Instruction — Edit the records below so that every instance of "Reviewer note" becomes "Annotator note", and reproduce them in full with nothing else altered.
>> Begin Data to use
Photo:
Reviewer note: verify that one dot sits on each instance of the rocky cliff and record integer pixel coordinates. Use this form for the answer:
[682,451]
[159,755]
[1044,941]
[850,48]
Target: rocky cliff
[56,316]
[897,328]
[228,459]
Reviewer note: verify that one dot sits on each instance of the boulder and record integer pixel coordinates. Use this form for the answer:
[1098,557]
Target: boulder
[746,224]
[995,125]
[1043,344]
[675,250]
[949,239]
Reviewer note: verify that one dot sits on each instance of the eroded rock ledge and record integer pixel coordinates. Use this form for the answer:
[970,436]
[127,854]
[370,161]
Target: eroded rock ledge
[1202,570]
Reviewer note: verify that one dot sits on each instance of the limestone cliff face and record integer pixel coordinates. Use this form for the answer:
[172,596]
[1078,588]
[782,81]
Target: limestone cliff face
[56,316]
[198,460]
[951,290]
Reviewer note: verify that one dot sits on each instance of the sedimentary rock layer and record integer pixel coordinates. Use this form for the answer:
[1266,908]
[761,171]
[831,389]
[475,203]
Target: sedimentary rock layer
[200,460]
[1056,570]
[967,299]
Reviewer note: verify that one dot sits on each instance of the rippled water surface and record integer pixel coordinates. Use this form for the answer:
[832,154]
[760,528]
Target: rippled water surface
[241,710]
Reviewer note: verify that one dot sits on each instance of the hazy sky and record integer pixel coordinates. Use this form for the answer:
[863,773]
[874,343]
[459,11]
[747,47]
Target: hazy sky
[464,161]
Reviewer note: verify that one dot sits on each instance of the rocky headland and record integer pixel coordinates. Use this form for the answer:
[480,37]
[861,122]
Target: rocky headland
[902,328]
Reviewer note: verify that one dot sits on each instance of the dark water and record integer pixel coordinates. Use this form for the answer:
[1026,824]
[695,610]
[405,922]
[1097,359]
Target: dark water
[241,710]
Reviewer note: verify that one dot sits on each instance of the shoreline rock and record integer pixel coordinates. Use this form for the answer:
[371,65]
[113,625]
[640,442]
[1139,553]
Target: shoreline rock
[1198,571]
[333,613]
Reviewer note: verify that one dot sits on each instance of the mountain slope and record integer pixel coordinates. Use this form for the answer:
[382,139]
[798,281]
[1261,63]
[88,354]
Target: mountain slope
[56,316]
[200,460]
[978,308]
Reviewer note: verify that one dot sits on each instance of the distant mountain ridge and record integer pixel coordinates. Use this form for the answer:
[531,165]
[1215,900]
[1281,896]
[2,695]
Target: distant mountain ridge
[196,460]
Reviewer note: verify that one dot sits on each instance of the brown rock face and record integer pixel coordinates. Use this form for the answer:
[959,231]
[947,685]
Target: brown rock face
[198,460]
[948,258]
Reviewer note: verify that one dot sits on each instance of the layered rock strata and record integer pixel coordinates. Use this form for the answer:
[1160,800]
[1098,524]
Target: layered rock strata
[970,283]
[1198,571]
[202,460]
>> End Data to use
Output below —
Photo:
Annotator note: verify that one dot sits on each instance of the rocky cliff and record integer pixel coordinates. Use this form for the answer:
[682,451]
[159,755]
[1044,941]
[850,48]
Target: rocky cliff
[56,316]
[897,328]
[228,459]
Annotator note: verify that one dot sits on each instance of the boulder and record integer pixel coordinates. Use this form for the answer:
[1098,557]
Target: boulder
[746,224]
[995,125]
[1043,344]
[675,250]
[949,239]
Annotator note: verify that one dot sits on each instance of the eroded rock ledge and record integer pixel coordinates. Use this form for the answer:
[970,436]
[127,854]
[370,161]
Target: eroded rock ledge
[1202,570]
Annotator note: verify that one dot sits on each instance of the limestone cliff face and record integer pixel coordinates. Use this form for the answer:
[172,596]
[1078,588]
[782,81]
Target: limestone cliff face
[56,316]
[198,460]
[951,290]
Annotator note: verify that one dot sits on each instance of the sedimentary rock layer and record integer pixel coordinates. Use this form for the answer:
[1266,908]
[761,171]
[831,389]
[475,203]
Target: sedimentary rock layer
[200,460]
[1056,570]
[967,299]
Annotator note: verify that one dot sits on each instance of the rippled water surface and record integer pixel coordinates. Use this form for the answer:
[832,154]
[760,528]
Target: rippled water surface
[241,710]
Annotator note: verify that one dot sits on each instance of the hazy sky and record integer pixel coordinates. Use this form for the answer:
[863,773]
[874,343]
[459,11]
[747,47]
Target: hazy sky
[464,161]
Annotator note: verify that one dot sits on each instance of the rocky headland and record integer pixel coordinates. Use this form for the answer:
[480,37]
[861,122]
Target: rocky headland
[902,328]
Annotator note: verify that one dot sits on each instance of the dark water and record integer pixel coordinates. Use this form for the answer:
[1026,824]
[695,610]
[405,922]
[1097,359]
Target: dark water
[241,710]
Annotator note: verify that one dot sits on each instance of the shoreline rock and record integer pixel coordinates. Use this form for the answer:
[371,65]
[113,625]
[640,442]
[1139,553]
Target: shoreline rock
[1198,571]
[333,613]
Annotator note: verify that one dot sits on each instance of the mountain slope and record integer pixel coordinates. Use this form for the answer:
[382,139]
[798,281]
[1261,63]
[88,354]
Target: mountain slope
[56,316]
[200,460]
[978,308]
Annotator note: verify that one dot sits on each instance of the distant mountain ridge and record integer pixel coordinates. Use this form for the answer:
[531,165]
[1215,900]
[1281,896]
[2,695]
Target: distant mountain ridge
[196,460]
Annotator note: verify that one dot sits on each instance of the brown rock face and record integer pixel coordinates. Use this form for the answer:
[959,231]
[947,685]
Target: brown rock face
[198,460]
[948,258]
Annotator note: verify that one dot sits on each instance of the layered rock strata and record integer pixel coordinates. Use this form for the answer:
[1160,800]
[1098,524]
Target: layered rock strata
[970,283]
[1198,571]
[202,460]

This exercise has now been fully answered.